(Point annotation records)
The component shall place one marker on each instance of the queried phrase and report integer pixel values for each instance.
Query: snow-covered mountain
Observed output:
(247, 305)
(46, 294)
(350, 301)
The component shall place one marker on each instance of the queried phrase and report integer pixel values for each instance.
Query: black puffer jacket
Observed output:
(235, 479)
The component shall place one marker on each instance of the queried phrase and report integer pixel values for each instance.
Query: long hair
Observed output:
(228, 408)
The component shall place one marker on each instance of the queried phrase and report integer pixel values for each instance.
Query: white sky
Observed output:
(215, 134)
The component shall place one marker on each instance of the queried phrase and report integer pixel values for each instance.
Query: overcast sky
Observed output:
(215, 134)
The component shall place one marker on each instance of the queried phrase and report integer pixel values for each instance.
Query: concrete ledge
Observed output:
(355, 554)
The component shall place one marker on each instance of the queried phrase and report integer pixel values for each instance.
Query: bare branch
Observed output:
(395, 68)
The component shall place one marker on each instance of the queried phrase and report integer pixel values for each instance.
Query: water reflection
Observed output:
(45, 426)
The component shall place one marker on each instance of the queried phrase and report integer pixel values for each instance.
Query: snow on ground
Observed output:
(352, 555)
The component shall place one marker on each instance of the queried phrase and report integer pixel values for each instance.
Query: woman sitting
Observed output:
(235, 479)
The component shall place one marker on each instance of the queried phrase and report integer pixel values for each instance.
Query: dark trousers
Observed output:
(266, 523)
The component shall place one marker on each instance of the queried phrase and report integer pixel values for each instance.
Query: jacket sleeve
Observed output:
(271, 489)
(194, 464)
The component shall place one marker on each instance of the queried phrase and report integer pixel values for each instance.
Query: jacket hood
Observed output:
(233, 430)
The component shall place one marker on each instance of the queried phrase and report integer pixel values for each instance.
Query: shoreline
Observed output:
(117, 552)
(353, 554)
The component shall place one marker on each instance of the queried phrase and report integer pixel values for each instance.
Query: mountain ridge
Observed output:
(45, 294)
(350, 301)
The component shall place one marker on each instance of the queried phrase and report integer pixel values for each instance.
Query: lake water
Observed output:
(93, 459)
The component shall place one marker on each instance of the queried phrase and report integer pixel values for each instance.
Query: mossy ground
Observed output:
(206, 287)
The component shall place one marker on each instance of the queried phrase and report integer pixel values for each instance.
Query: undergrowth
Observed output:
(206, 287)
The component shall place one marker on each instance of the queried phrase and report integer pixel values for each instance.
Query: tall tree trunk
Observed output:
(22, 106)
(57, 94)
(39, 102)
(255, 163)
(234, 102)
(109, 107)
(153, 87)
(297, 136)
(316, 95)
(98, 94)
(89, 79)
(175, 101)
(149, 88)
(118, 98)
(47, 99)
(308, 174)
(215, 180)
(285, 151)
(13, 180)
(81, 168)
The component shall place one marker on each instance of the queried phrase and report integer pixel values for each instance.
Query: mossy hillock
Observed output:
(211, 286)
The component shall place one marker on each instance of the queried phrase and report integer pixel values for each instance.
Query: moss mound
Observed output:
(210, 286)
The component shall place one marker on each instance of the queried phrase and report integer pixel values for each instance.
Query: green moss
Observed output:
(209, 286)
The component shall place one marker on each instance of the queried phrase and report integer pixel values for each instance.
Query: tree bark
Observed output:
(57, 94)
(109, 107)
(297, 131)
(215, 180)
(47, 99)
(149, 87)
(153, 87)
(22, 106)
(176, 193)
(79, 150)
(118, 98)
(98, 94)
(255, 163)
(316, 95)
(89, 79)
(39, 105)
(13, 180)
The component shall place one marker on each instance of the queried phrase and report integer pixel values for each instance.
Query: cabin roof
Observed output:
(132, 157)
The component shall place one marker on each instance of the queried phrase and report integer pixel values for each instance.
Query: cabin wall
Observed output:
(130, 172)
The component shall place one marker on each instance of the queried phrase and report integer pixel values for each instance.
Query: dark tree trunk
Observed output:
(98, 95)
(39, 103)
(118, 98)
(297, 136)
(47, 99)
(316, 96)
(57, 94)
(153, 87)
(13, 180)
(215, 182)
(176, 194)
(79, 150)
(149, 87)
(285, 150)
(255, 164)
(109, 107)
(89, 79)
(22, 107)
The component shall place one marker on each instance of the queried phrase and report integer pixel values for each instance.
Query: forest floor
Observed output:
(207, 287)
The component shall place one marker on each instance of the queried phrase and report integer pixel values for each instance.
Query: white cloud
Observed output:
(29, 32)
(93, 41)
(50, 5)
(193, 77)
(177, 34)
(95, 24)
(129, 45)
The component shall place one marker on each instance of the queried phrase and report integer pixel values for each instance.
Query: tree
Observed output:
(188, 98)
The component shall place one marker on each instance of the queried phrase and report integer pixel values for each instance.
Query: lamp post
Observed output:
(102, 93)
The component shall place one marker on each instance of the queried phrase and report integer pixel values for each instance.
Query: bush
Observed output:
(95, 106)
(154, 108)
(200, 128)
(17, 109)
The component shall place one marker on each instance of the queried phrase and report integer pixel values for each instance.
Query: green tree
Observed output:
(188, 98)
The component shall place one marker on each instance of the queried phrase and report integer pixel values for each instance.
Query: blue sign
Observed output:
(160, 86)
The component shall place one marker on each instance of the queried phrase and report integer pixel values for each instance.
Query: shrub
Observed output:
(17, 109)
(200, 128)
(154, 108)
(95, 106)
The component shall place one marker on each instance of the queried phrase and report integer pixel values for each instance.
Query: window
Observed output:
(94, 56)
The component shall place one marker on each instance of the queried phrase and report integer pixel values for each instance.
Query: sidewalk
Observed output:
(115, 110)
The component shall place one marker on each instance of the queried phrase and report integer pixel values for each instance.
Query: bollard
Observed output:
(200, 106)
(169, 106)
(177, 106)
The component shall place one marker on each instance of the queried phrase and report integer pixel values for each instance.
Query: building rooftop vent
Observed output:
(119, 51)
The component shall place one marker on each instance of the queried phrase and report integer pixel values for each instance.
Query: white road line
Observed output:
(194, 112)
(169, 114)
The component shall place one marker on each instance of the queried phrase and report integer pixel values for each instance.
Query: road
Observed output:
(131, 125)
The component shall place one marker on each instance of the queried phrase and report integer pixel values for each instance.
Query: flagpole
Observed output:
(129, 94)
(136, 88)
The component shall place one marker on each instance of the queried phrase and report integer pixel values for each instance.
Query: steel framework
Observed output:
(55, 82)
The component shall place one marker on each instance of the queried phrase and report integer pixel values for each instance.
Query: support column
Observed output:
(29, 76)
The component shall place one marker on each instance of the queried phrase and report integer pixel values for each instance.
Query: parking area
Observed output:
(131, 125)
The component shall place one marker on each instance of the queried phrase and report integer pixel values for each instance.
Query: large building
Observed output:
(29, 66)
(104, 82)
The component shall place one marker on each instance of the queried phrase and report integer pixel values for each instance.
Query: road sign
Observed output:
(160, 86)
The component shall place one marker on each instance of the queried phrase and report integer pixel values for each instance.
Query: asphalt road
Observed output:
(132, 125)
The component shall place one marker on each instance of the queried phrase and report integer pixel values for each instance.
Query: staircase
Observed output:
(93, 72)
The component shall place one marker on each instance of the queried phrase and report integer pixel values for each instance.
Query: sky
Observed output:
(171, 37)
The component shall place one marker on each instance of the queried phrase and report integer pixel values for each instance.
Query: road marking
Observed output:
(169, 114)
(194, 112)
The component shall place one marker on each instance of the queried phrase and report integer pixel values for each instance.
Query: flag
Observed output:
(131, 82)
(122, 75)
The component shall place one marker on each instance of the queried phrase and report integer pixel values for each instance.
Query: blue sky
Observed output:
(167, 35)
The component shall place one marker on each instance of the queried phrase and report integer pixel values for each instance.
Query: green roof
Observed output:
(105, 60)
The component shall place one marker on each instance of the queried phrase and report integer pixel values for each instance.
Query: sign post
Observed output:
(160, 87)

### TASK DETAILS
Quote every line of the data, word for word.

### FINISHED EXERCISE
The component shall place one marker on each instance of the queried phrase and report integer pixel values for each instance.
Query: snow-covered mountain
Observed output:
(247, 305)
(46, 294)
(350, 301)
The component shall place one marker on each instance of the queried phrase and report integer pixel values for each instance.
Query: black puffer jacket
Observed output:
(235, 479)
The component shall place one marker on each instance of the queried phrase and report integer pixel values for each instance.
Query: long hair
Observed output:
(228, 408)
The component shall place one marker on each instance of the queried phrase and report integer pixel values for each instance.
Query: white sky
Observed output:
(215, 134)
The component shall place one marker on each instance of the queried phrase and report integer pixel values for each instance.
Query: overcast sky
Observed output:
(215, 134)
The component shall place one marker on each instance of the queried phrase and report integer pixel values for each instance.
Query: concrete ledge
Observed output:
(355, 554)
The component shall place one marker on each instance of the queried phrase and report integer pixel values for each instance.
Query: bare branch
Observed output:
(395, 68)
The component shall place one marker on each instance of the queried phrase and report integer pixel values for each instance.
Query: water reflection
Observed output:
(45, 426)
The component shall place one marker on each instance of the queried phrase and report integer pixel values for each instance.
Query: snow on ground
Observed output:
(352, 555)
The component shall place one marker on each instance of the queried phrase and report integer pixel values for each instance.
Query: woman sitting
Observed output:
(235, 479)
The component shall place one marker on each instance of the queried phrase and report integer pixel values for each instance.
Query: dark trousers
Observed output:
(266, 523)
The component shall place one marker on each instance of the queried phrase and report integer pixel values for each instance.
Query: jacket sleeve
Observed output:
(271, 489)
(194, 464)
The component shall place one marker on each instance of the queried phrase and report integer pixel values for each instance.
Query: jacket hood
Observed output:
(233, 430)
The component shall place one marker on each instance of the queried phrase and report integer pixel values for each instance.
Query: shoreline
Observed output:
(117, 552)
(353, 554)
The component shall place one marker on each instance of the queried phrase and report integer pixel values for each instance.
Query: mountain ridge
Observed output:
(45, 294)
(350, 301)
The component shall place one marker on each instance of the queried phrase and report integer pixel values for each instance.
Query: lake water
Observed output:
(93, 459)
The component shall place one marker on each instance of the queried phrase and report integer pixel values for each instance.
Query: mossy ground
Observed output:
(206, 287)
The component shall place one marker on each instance of the queried phrase and report integer pixel values for each instance.
Query: undergrowth
Observed output:
(206, 287)
The component shall place one marker on each instance of the queried phrase and report integer pixel values for each instance.
Query: tall tree trunk
Observed output:
(22, 106)
(57, 94)
(39, 102)
(255, 163)
(234, 102)
(109, 107)
(153, 87)
(297, 136)
(316, 95)
(98, 94)
(89, 79)
(175, 101)
(149, 88)
(118, 98)
(47, 99)
(308, 174)
(215, 180)
(285, 151)
(13, 180)
(81, 168)
The component shall place one marker on each instance of the queried phrase and report integer pixel values for each instance.
Query: mossy hillock
Observed output:
(211, 286)
The component shall place one marker on each instance of the queried phrase and report integer pixel values for each instance.
Query: moss mound
Observed output:
(210, 286)
The component shall place one marker on each instance of the queried phrase and report integer pixel values for each instance.
Query: green moss
Observed output:
(209, 286)
The component shall place one marker on each instance of the queried phrase and report integer pixel values for each instance.
Query: tree bark
Observed output:
(57, 94)
(109, 107)
(297, 131)
(215, 180)
(47, 99)
(149, 87)
(153, 87)
(22, 106)
(176, 193)
(79, 150)
(118, 98)
(98, 94)
(255, 163)
(316, 95)
(89, 79)
(39, 105)
(13, 180)
The component shall place one marker on each instance of the queried phrase and report integer pixel values for each instance.
Query: cabin roof
Observed output:
(132, 157)
The component shall place one marker on each instance of the queried phrase and report integer pixel values for each instance.
Query: cabin wall
Observed output:
(130, 172)
The component shall place one marker on each instance of the queried phrase and report integer pixel values for each instance.
Query: dark tree trunk
Observed output:
(98, 95)
(39, 103)
(118, 98)
(297, 136)
(47, 99)
(316, 96)
(57, 94)
(153, 87)
(13, 180)
(215, 182)
(176, 194)
(79, 150)
(149, 87)
(285, 150)
(255, 164)
(109, 107)
(89, 79)
(22, 107)
The component shall place one marker on each instance of the queried phrase and report integer pixel values for each instance.
Query: forest floor
Observed output:
(207, 287)
The component shall place one marker on each instance of the queried phrase and report integer pixel values for each instance.
Query: white cloud
Observed output:
(29, 32)
(93, 41)
(50, 5)
(193, 77)
(177, 34)
(95, 24)
(129, 45)
The component shall place one marker on each instance of the queried phrase and report integer pixel values for each instance.
Query: tree
Observed output:
(188, 98)
The component shall place one marker on each instance of the queried phrase and report integer pixel values for each instance.
Query: lamp post
Observed output:
(102, 93)
The component shall place one marker on each instance of the queried phrase and report integer pixel values for each instance.
Query: bush
Observed output:
(95, 106)
(154, 108)
(200, 128)
(17, 109)
The component shall place one marker on each instance of the queried phrase and report integer pixel values for each instance.
Query: green tree
Observed output:
(188, 98)
The component shall place one marker on each instance of the queried phrase and report integer pixel values for each instance.
Query: blue sign
Observed output:
(160, 86)
The component shall place one marker on each instance of the queried phrase and report integer pixel values for each instance.
Query: shrub
Observed output:
(17, 109)
(200, 128)
(154, 108)
(95, 106)
The component shall place one marker on each instance of the queried phrase and report integer pixel values for each instance.
Query: window
Observed output:
(94, 56)
The component shall place one marker on each instance of the queried phrase and report integer pixel values for each instance.
Query: sidewalk
Observed output:
(115, 110)
The component shall place one marker on each instance of the queried phrase and report integer pixel values for each instance.
Query: bollard
Observed output:
(200, 106)
(169, 106)
(177, 106)
The component shall place one marker on each instance of the queried phrase and report integer pixel values for each instance.
Query: building rooftop vent
Observed output:
(119, 51)
The component shall place one marker on each instance of the queried phrase and report integer pixel values for each instance.
Query: white road line
Observed output:
(194, 112)
(169, 114)
The component shall place one marker on each instance of the queried phrase and report integer pixel values for each instance.
Query: road
Observed output:
(131, 125)
The component shall place one marker on each instance of the queried phrase and report integer pixel values for each instance.
Query: flagpole
Observed output:
(129, 94)
(136, 88)
The component shall place one marker on each instance of the queried phrase and report integer pixel values for each instance.
Query: steel framework
Observed output:
(55, 82)
The component shall place one marker on each instance of the queried phrase and report integer pixel values for each instance.
Query: support column
Observed output:
(29, 76)
The component shall place one marker on each instance of the queried phrase and report integer pixel values for each instance.
Query: parking area
Observed output:
(131, 125)
The component shall place one marker on each instance of the queried phrase and report integer pixel values for each instance.
Query: large building
Observed output:
(29, 66)
(104, 82)
The component shall place one marker on each instance of the queried phrase and report integer pixel values for each instance.
Query: road sign
Observed output:
(160, 86)
The component shall place one marker on each instance of the queried phrase and report integer pixel values for each instance.
Query: asphalt road
Observed output:
(132, 125)
The component shall place one marker on each instance of the queried phrase and report integer pixel values for each instance.
Query: staircase
Observed output:
(93, 72)
The component shall place one marker on each instance of the queried phrase and report integer pixel values for each instance.
Query: sky
Observed output:
(171, 37)
The component shall place one marker on each instance of the queried phrase and report integer pixel values for each instance.
Query: road marking
Observed output:
(169, 114)
(194, 112)
The component shall place one marker on each instance of the queried phrase and report integer pixel values for each instance.
Query: flag
Observed output:
(131, 82)
(122, 75)
The component shall place one marker on each instance of the queried phrase and report integer pixel values for each instance.
Query: blue sky
Observed output:
(167, 35)
The component shall place one marker on each instance of the queried phrase and report integer pixel values for each instance.
Query: green roof
Observed output:
(105, 60)
The component shall place one marker on each instance of the queried phrase and report integer pixel values for each instance.
Query: sign post
Observed output:
(160, 87)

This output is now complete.